— begin Text —
Sunday, January 12, 2014

Seeking the divine mirror

As you know, I blog about faith and religion a lot. I was raised a very fundamentalist Christian and grew up in America, and those two items alone justify considerable focus on the matter. There is more to it than that. It's a topic that I find fascinating, not only because of my own changing belief set, my upbringing, etc., but religion's heavy influence on the past and present. And when I say religion, I do not only speak of Christianity, although that has a wider impact on my daily affairs than most other faiths, but faith in general. I remember reading somewhere a quote to the effect that men create gods in their own image. Even the devout believers can agree that this is the case -- at least for "those other people". The same faiths can be, and are, used to justify whatever the practitioners of the faiths want validated. It's easier to see in other people than ourselves, perhaps, but it's true wherever you look. Regarding Christianity, Patheos blogger David Hayward (NakedPastor) illustrated it rather succinctly in the image below:

 The same Bible that was cited by abolitionists was cited by slavery's defenders; the same Bible that's quoted by homophobes is quoted to discourage homophobia; the same text that one man will use to justify his misogynist views and actions will be quoted by another to elevate women to a position of equality and leadership. In some sense, religion shapes us; but often, we're doing the shaping. We bring our prejudices, our bigotries, our insecurities; our hopes, our ideologies, our views; and we seek out a divine mirror for them.
— end Text —
— begin Dataset entries —
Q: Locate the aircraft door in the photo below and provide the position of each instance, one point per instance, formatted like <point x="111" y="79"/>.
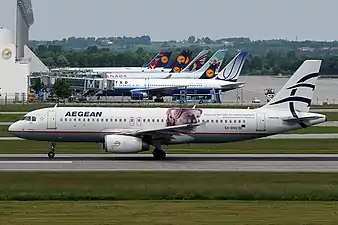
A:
<point x="131" y="121"/>
<point x="139" y="121"/>
<point x="261" y="122"/>
<point x="51" y="120"/>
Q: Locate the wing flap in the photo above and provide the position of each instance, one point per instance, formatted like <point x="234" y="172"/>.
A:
<point x="299" y="119"/>
<point x="171" y="130"/>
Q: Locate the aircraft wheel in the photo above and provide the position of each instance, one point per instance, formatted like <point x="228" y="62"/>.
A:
<point x="51" y="154"/>
<point x="159" y="154"/>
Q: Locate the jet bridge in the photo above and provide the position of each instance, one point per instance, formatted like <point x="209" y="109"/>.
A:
<point x="97" y="86"/>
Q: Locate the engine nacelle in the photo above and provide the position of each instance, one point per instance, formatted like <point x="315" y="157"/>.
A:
<point x="124" y="144"/>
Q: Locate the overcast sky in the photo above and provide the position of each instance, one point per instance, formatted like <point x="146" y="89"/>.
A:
<point x="177" y="19"/>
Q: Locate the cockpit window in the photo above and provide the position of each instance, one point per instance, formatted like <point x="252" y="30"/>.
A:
<point x="29" y="118"/>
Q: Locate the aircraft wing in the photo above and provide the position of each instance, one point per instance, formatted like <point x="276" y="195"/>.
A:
<point x="162" y="131"/>
<point x="300" y="119"/>
<point x="233" y="85"/>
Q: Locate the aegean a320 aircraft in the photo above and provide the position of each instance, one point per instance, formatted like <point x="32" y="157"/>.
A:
<point x="132" y="130"/>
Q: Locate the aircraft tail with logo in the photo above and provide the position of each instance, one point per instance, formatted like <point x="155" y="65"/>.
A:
<point x="296" y="95"/>
<point x="197" y="62"/>
<point x="217" y="59"/>
<point x="209" y="72"/>
<point x="233" y="69"/>
<point x="181" y="61"/>
<point x="159" y="61"/>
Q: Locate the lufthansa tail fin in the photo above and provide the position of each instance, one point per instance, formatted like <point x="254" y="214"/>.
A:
<point x="216" y="59"/>
<point x="159" y="61"/>
<point x="296" y="95"/>
<point x="197" y="62"/>
<point x="233" y="69"/>
<point x="209" y="72"/>
<point x="181" y="61"/>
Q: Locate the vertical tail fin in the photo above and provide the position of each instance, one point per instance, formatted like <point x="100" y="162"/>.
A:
<point x="181" y="61"/>
<point x="216" y="59"/>
<point x="297" y="93"/>
<point x="160" y="60"/>
<point x="232" y="71"/>
<point x="197" y="62"/>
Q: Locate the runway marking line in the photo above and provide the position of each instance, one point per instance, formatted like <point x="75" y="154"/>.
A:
<point x="36" y="162"/>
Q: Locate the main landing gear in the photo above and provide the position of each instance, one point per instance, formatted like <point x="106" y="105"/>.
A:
<point x="159" y="154"/>
<point x="51" y="152"/>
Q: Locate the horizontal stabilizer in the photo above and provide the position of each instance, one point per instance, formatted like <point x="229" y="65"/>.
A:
<point x="300" y="119"/>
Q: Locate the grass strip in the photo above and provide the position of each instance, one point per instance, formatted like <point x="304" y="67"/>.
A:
<point x="264" y="146"/>
<point x="168" y="186"/>
<point x="168" y="212"/>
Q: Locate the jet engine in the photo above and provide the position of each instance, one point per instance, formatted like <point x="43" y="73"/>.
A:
<point x="124" y="144"/>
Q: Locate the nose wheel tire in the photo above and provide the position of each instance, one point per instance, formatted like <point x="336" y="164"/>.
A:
<point x="51" y="154"/>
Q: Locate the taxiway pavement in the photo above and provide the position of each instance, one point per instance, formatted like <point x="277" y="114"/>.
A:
<point x="174" y="162"/>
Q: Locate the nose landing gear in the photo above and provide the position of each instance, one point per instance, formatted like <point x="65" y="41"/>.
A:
<point x="51" y="152"/>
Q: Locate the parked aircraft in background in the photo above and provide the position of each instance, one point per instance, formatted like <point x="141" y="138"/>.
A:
<point x="208" y="83"/>
<point x="132" y="130"/>
<point x="217" y="59"/>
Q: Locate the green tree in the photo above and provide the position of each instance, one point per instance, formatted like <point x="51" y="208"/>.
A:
<point x="61" y="89"/>
<point x="38" y="85"/>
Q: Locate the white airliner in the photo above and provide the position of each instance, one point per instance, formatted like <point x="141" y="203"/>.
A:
<point x="217" y="59"/>
<point x="208" y="81"/>
<point x="132" y="130"/>
<point x="127" y="72"/>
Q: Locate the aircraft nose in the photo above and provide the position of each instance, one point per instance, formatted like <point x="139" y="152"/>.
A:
<point x="13" y="127"/>
<point x="10" y="128"/>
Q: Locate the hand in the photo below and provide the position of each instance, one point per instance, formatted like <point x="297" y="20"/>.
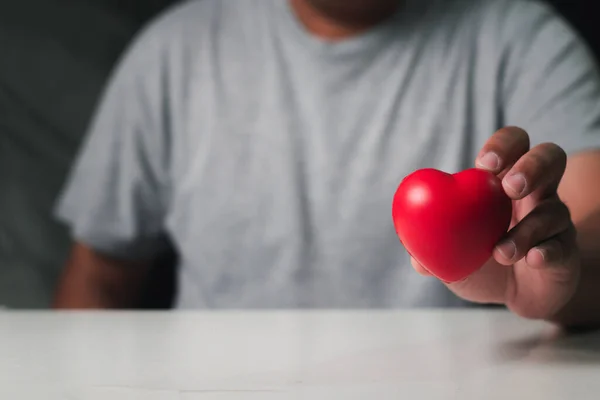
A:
<point x="535" y="269"/>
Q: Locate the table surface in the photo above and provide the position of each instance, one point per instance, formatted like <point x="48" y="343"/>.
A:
<point x="423" y="355"/>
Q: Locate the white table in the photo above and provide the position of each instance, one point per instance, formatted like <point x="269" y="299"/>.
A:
<point x="421" y="355"/>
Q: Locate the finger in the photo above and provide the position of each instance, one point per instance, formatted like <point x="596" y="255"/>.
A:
<point x="555" y="252"/>
<point x="503" y="149"/>
<point x="541" y="169"/>
<point x="547" y="220"/>
<point x="419" y="268"/>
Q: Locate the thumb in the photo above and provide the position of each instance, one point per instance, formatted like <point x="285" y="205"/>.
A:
<point x="419" y="268"/>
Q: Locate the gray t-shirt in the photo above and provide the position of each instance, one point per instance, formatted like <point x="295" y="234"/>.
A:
<point x="269" y="157"/>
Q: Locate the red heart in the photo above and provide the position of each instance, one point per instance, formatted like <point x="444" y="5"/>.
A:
<point x="449" y="223"/>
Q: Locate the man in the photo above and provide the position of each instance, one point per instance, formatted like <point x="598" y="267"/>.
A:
<point x="266" y="138"/>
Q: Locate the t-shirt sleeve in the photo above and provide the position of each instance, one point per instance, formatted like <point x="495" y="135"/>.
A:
<point x="550" y="82"/>
<point x="115" y="198"/>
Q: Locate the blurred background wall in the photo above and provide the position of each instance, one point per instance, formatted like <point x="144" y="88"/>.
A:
<point x="55" y="56"/>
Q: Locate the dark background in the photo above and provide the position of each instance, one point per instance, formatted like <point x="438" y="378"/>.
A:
<point x="55" y="57"/>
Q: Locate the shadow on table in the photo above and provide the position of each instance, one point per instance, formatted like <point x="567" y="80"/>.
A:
<point x="577" y="347"/>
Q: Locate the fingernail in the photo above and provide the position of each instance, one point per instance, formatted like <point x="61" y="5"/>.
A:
<point x="542" y="253"/>
<point x="489" y="161"/>
<point x="507" y="249"/>
<point x="516" y="183"/>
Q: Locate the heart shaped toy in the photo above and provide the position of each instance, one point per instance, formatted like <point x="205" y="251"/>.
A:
<point x="450" y="223"/>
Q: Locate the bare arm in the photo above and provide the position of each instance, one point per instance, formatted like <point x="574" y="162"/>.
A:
<point x="94" y="281"/>
<point x="580" y="191"/>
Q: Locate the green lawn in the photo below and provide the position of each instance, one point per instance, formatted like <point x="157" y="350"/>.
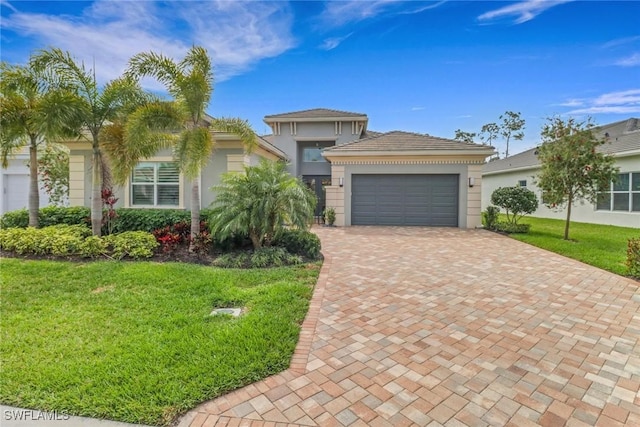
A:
<point x="133" y="341"/>
<point x="603" y="246"/>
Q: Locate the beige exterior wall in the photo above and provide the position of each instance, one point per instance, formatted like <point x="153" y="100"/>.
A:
<point x="581" y="212"/>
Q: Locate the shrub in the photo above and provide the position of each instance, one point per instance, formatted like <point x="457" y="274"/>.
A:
<point x="516" y="201"/>
<point x="299" y="242"/>
<point x="490" y="217"/>
<point x="511" y="228"/>
<point x="633" y="257"/>
<point x="135" y="244"/>
<point x="92" y="247"/>
<point x="260" y="258"/>
<point x="59" y="240"/>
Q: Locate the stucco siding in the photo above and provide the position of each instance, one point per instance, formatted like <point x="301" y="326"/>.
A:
<point x="582" y="211"/>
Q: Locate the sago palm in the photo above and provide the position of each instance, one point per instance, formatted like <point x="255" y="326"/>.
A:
<point x="261" y="201"/>
<point x="33" y="109"/>
<point x="98" y="106"/>
<point x="190" y="83"/>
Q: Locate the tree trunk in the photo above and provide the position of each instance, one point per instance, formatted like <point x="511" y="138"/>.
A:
<point x="566" y="224"/>
<point x="34" y="194"/>
<point x="195" y="212"/>
<point x="96" y="190"/>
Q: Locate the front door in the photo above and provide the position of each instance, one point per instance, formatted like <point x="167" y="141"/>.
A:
<point x="316" y="183"/>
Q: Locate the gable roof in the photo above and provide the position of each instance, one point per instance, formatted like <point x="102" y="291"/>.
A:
<point x="622" y="137"/>
<point x="399" y="141"/>
<point x="316" y="113"/>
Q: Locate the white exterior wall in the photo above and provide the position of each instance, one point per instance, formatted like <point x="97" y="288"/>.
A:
<point x="580" y="212"/>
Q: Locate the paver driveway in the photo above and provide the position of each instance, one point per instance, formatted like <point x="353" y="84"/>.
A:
<point x="429" y="326"/>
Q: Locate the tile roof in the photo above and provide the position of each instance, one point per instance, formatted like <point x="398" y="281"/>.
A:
<point x="622" y="136"/>
<point x="315" y="113"/>
<point x="404" y="141"/>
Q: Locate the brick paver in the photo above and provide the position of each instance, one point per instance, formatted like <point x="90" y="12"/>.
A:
<point x="428" y="326"/>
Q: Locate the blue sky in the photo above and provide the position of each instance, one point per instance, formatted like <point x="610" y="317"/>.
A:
<point x="428" y="67"/>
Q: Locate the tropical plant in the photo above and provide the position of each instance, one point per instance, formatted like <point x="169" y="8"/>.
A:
<point x="516" y="201"/>
<point x="572" y="168"/>
<point x="260" y="202"/>
<point x="34" y="108"/>
<point x="97" y="105"/>
<point x="190" y="83"/>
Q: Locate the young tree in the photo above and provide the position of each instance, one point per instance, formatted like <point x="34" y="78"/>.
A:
<point x="572" y="167"/>
<point x="465" y="136"/>
<point x="33" y="109"/>
<point x="260" y="202"/>
<point x="489" y="132"/>
<point x="98" y="105"/>
<point x="511" y="127"/>
<point x="190" y="82"/>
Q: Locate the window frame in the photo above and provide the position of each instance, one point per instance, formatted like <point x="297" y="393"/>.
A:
<point x="629" y="191"/>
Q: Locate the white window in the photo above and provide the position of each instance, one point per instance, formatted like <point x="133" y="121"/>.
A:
<point x="623" y="194"/>
<point x="155" y="184"/>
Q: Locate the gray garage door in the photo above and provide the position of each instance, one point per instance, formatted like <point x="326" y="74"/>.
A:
<point x="430" y="200"/>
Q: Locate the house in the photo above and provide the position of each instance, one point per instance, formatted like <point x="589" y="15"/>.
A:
<point x="394" y="178"/>
<point x="14" y="182"/>
<point x="617" y="205"/>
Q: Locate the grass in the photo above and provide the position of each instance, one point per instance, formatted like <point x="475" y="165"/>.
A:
<point x="134" y="342"/>
<point x="603" y="246"/>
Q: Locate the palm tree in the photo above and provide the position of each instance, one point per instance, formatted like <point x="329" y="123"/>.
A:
<point x="98" y="106"/>
<point x="260" y="202"/>
<point x="33" y="109"/>
<point x="190" y="83"/>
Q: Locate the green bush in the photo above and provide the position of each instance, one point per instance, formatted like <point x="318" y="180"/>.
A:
<point x="516" y="201"/>
<point x="59" y="240"/>
<point x="260" y="258"/>
<point x="135" y="244"/>
<point x="511" y="228"/>
<point x="92" y="247"/>
<point x="633" y="257"/>
<point x="490" y="217"/>
<point x="299" y="242"/>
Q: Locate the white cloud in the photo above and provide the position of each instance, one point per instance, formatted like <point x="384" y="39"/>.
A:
<point x="338" y="13"/>
<point x="333" y="42"/>
<point x="620" y="102"/>
<point x="619" y="42"/>
<point x="629" y="61"/>
<point x="522" y="11"/>
<point x="109" y="33"/>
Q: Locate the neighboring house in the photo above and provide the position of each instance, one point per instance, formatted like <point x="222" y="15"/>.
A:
<point x="617" y="205"/>
<point x="395" y="178"/>
<point x="14" y="182"/>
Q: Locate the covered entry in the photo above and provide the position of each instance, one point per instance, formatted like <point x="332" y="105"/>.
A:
<point x="405" y="199"/>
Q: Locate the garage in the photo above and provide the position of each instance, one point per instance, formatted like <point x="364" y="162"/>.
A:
<point x="405" y="199"/>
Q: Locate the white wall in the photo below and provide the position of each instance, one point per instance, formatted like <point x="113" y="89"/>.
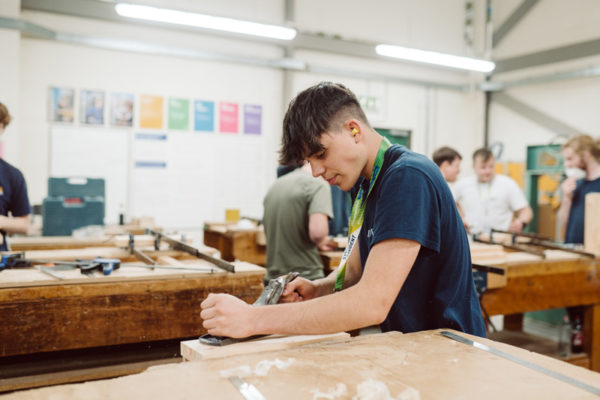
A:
<point x="549" y="24"/>
<point x="435" y="116"/>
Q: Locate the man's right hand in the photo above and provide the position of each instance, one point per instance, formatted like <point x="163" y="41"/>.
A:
<point x="568" y="187"/>
<point x="299" y="289"/>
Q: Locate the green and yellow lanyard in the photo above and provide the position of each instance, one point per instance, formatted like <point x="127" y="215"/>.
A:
<point x="357" y="215"/>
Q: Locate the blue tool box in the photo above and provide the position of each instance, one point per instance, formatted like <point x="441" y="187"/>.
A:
<point x="72" y="203"/>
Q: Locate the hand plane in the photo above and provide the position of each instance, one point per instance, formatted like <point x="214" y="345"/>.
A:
<point x="270" y="295"/>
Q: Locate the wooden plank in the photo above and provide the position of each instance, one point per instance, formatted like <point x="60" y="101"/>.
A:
<point x="592" y="222"/>
<point x="422" y="365"/>
<point x="194" y="350"/>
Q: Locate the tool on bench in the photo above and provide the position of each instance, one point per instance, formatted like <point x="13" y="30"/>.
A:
<point x="177" y="245"/>
<point x="18" y="260"/>
<point x="270" y="295"/>
<point x="139" y="254"/>
<point x="151" y="264"/>
<point x="14" y="260"/>
<point x="533" y="245"/>
<point x="522" y="362"/>
<point x="539" y="253"/>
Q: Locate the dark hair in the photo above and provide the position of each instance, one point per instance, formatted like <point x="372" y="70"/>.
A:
<point x="4" y="115"/>
<point x="484" y="153"/>
<point x="320" y="108"/>
<point x="445" y="154"/>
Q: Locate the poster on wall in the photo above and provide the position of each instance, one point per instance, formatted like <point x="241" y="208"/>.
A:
<point x="204" y="115"/>
<point x="179" y="113"/>
<point x="228" y="117"/>
<point x="151" y="111"/>
<point x="61" y="104"/>
<point x="252" y="118"/>
<point x="121" y="109"/>
<point x="92" y="107"/>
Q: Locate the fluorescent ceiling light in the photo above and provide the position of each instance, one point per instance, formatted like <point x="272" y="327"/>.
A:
<point x="204" y="21"/>
<point x="432" y="57"/>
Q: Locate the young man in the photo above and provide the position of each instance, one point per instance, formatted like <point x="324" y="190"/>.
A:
<point x="582" y="163"/>
<point x="13" y="193"/>
<point x="407" y="266"/>
<point x="448" y="160"/>
<point x="296" y="220"/>
<point x="489" y="200"/>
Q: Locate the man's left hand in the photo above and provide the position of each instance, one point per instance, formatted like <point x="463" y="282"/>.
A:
<point x="516" y="225"/>
<point x="226" y="315"/>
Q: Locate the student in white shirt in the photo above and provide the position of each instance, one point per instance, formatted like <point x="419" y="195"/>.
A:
<point x="489" y="200"/>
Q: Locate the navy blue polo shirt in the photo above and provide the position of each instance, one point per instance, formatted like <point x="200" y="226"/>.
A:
<point x="576" y="223"/>
<point x="13" y="195"/>
<point x="411" y="200"/>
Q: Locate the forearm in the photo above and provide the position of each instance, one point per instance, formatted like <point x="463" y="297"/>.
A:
<point x="341" y="311"/>
<point x="325" y="285"/>
<point x="14" y="224"/>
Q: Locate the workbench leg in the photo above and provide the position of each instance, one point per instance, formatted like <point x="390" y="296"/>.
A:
<point x="591" y="335"/>
<point x="513" y="322"/>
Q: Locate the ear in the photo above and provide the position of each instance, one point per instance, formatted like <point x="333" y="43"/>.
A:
<point x="354" y="128"/>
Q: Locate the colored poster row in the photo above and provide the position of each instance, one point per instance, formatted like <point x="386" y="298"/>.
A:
<point x="203" y="115"/>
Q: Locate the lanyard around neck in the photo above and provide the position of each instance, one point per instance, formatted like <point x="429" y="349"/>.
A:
<point x="357" y="215"/>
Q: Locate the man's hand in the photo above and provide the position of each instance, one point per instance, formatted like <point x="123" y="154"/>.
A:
<point x="226" y="315"/>
<point x="516" y="225"/>
<point x="568" y="187"/>
<point x="298" y="290"/>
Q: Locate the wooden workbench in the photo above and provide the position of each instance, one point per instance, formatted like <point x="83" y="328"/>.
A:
<point x="423" y="365"/>
<point x="82" y="322"/>
<point x="560" y="280"/>
<point x="40" y="313"/>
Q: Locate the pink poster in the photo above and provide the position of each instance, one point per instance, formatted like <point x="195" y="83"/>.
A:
<point x="228" y="117"/>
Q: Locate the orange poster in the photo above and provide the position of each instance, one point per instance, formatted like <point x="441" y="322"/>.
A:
<point x="151" y="111"/>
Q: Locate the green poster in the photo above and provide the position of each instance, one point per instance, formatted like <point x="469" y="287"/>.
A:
<point x="179" y="113"/>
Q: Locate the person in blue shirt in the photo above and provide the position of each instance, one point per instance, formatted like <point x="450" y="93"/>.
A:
<point x="13" y="193"/>
<point x="408" y="267"/>
<point x="581" y="156"/>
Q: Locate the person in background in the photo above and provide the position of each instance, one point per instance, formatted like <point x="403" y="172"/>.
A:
<point x="407" y="266"/>
<point x="13" y="193"/>
<point x="582" y="166"/>
<point x="491" y="201"/>
<point x="448" y="160"/>
<point x="297" y="209"/>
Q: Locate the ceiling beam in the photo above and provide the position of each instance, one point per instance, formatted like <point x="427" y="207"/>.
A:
<point x="535" y="115"/>
<point x="512" y="21"/>
<point x="558" y="54"/>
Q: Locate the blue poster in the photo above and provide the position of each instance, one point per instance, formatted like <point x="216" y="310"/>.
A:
<point x="204" y="115"/>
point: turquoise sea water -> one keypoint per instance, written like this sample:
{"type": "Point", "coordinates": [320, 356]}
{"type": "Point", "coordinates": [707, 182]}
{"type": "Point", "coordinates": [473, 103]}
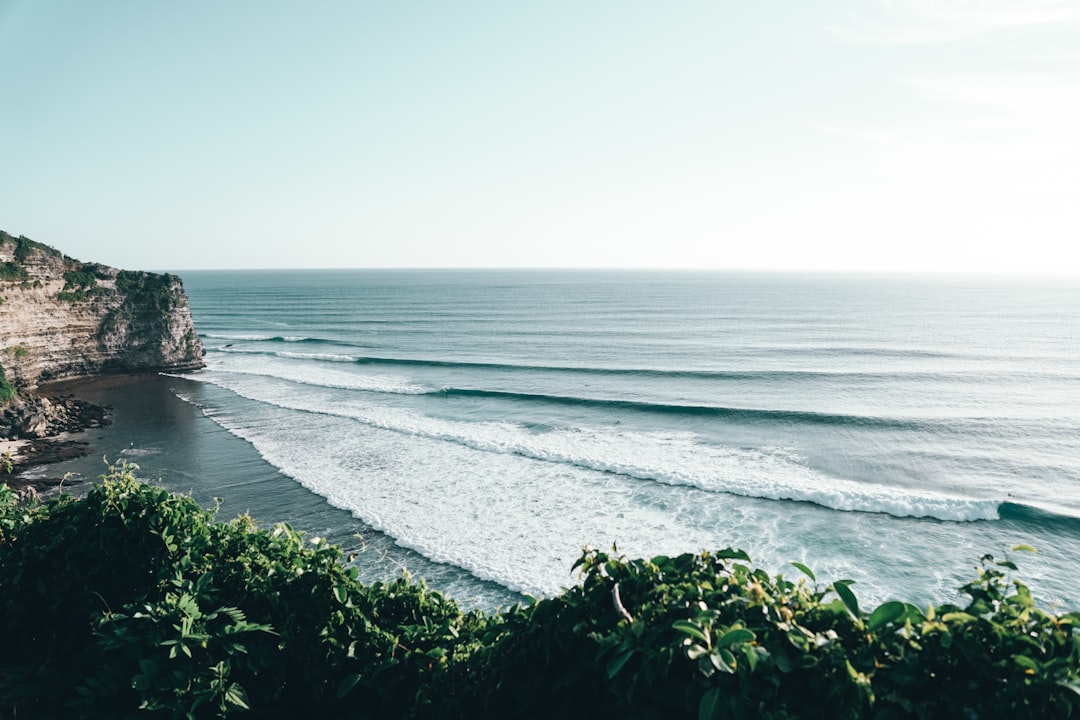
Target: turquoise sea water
{"type": "Point", "coordinates": [482, 426]}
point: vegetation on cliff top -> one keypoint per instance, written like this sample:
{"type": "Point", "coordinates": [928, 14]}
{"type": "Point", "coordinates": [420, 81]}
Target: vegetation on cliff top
{"type": "Point", "coordinates": [7, 390]}
{"type": "Point", "coordinates": [136, 601]}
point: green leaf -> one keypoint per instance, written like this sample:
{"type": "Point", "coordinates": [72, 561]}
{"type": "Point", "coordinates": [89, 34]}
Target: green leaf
{"type": "Point", "coordinates": [712, 706]}
{"type": "Point", "coordinates": [958, 617]}
{"type": "Point", "coordinates": [849, 598]}
{"type": "Point", "coordinates": [1026, 662]}
{"type": "Point", "coordinates": [887, 613]}
{"type": "Point", "coordinates": [692, 629]}
{"type": "Point", "coordinates": [619, 663]}
{"type": "Point", "coordinates": [1071, 684]}
{"type": "Point", "coordinates": [806, 571]}
{"type": "Point", "coordinates": [237, 696]}
{"type": "Point", "coordinates": [738, 635]}
{"type": "Point", "coordinates": [348, 684]}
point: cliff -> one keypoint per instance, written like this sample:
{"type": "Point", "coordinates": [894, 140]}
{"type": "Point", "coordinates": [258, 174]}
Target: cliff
{"type": "Point", "coordinates": [62, 318]}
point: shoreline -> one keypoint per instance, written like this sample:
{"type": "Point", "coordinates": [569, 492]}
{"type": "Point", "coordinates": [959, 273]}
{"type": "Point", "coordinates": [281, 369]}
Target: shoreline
{"type": "Point", "coordinates": [26, 461]}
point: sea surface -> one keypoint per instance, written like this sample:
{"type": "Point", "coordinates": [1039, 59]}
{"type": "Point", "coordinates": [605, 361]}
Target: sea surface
{"type": "Point", "coordinates": [481, 428]}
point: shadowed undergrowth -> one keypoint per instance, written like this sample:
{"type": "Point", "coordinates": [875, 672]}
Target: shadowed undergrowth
{"type": "Point", "coordinates": [137, 602]}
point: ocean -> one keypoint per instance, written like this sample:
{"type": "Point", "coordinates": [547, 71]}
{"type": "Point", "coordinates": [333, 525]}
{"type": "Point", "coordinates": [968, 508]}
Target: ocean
{"type": "Point", "coordinates": [481, 428]}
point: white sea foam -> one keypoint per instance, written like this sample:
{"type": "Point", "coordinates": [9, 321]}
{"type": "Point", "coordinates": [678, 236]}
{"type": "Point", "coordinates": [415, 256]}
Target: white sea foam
{"type": "Point", "coordinates": [241, 337]}
{"type": "Point", "coordinates": [676, 459]}
{"type": "Point", "coordinates": [325, 357]}
{"type": "Point", "coordinates": [316, 376]}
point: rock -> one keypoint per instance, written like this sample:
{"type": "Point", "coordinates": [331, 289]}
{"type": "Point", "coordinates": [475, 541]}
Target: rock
{"type": "Point", "coordinates": [62, 318]}
{"type": "Point", "coordinates": [36, 425]}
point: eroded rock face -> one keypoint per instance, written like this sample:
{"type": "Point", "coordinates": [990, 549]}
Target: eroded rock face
{"type": "Point", "coordinates": [61, 318]}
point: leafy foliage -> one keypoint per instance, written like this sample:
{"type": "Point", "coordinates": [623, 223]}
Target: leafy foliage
{"type": "Point", "coordinates": [143, 603]}
{"type": "Point", "coordinates": [7, 390]}
{"type": "Point", "coordinates": [13, 272]}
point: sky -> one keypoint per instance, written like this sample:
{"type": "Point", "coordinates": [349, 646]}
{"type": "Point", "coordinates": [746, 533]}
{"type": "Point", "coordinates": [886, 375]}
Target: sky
{"type": "Point", "coordinates": [807, 135]}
— end Dataset entries —
> [What this task involves]
Pull out the passage of the blog post on religion that begins at the words "The same Bible that was" and stops after "mirror for them.".

> [Expected answer]
The same Bible that was cited by abolitionists was cited by slavery's defenders; the same Bible that's quoted by homophobes is quoted to discourage homophobia; the same text that one man will use to justify his misogynist views and actions will be quoted by another to elevate women to a position of equality and leadership. In some sense, religion shapes us; but often, we're doing the shaping. We bring our prejudices, our bigotries, our insecurities; our hopes, our ideologies, our views; and we seek out a divine mirror for them.